* **Data to examine**
────────
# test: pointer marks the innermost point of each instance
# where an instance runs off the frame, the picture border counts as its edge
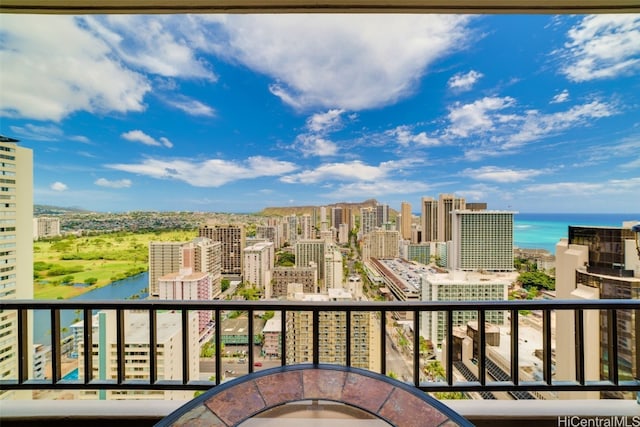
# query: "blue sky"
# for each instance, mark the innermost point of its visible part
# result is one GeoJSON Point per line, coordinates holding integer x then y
{"type": "Point", "coordinates": [234, 113]}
────────
* **Problem details**
Could the lines from the one with "# where an instance" through the last line of the material above be written out exactly, both included, with pictures left out?

* **Written reply**
# where an instance runs off the frame, the picture border counts as its edge
# query: "blue sky"
# for each instance, mark the innermost point of its visible part
# result is one GeoJSON Point per line, coordinates holding integer x then y
{"type": "Point", "coordinates": [234, 113]}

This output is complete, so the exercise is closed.